--- EXERCISE BRIEF ---
Return every one of the records below word for word, with each line unchanged and in its original order.

** begin PROVIDED RECORDS **

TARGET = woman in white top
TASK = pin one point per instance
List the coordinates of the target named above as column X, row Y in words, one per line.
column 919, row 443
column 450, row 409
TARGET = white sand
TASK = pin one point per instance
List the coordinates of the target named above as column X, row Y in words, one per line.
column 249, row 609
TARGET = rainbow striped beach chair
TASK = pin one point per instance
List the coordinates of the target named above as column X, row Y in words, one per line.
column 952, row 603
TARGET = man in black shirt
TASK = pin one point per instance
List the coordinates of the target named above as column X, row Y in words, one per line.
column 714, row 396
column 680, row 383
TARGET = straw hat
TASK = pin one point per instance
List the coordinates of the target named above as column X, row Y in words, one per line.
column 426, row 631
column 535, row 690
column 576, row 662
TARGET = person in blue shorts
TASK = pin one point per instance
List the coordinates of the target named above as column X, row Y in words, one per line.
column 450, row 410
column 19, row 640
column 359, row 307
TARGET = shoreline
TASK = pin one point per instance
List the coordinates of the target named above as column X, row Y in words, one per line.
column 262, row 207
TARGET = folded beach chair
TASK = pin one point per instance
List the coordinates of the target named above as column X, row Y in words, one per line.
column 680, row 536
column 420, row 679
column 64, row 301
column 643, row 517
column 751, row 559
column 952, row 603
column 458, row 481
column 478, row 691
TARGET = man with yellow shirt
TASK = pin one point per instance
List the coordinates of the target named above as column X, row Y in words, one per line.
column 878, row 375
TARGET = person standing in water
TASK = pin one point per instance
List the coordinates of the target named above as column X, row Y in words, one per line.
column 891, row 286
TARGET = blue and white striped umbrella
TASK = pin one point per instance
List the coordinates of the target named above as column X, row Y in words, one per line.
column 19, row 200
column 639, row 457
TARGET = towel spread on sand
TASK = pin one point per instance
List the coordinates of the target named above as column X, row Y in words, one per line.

** end PROVIDED RECORDS **

--- THE OUTPUT ---
TARGET = woman in white top
TASK = pin one point per instance
List the coordinates of the target named above as column X, row Y in words, one per line.
column 919, row 443
column 450, row 409
TARGET = white sand
TASK = pin one point per instance
List the coordinates of the target named above as column X, row Y in words, one per line.
column 249, row 609
TARGET = rainbow striped beach chair
TASK = pin one point per instance
List the coordinates of the target named above as column X, row Y in words, one per line.
column 952, row 603
TARGET = man in black shirt
TASK = pin one point per instance
List the coordinates of the target named above as column X, row Y in words, one per line.
column 714, row 396
column 680, row 383
TARGET = straw hat
TASK = pin one point per instance
List the coordinates of the target named above as column X, row Y in words, one per line.
column 426, row 631
column 535, row 690
column 576, row 662
TARGET = person in blue shorts
TASK = pin one point per instance
List the coordinates of the target named above as column X, row Y in words, one per line.
column 450, row 410
column 19, row 640
column 359, row 307
TARGET = shoreline
TASK = pin one point per instance
List the coordinates of the target named above as column X, row Y in words, one per line.
column 262, row 207
TARGET = folded beach chair
TASK = pin one point per instance
List the coordinates of the target named above as column X, row Y in words, one per line.
column 680, row 536
column 420, row 679
column 64, row 301
column 643, row 517
column 751, row 559
column 952, row 603
column 458, row 481
column 478, row 691
TARGET = man with yellow shirt
TASK = pin one point per instance
List the coordinates of the target named above as column X, row Y in words, one per line.
column 878, row 375
TARGET = person standing in water
TASK = pin one point per instance
List the coordinates of the target named above as column X, row Y in words, one per line.
column 891, row 286
TARGET = blue and white striped umbrella
TASK = pin one point per instance
List the coordinates of the target named above as column X, row Y in words, one per line.
column 19, row 200
column 639, row 457
TARGET = towel spread on sand
TASK = pin one point per instance
List the coordinates of the target named above as column X, row Y in words, one per line.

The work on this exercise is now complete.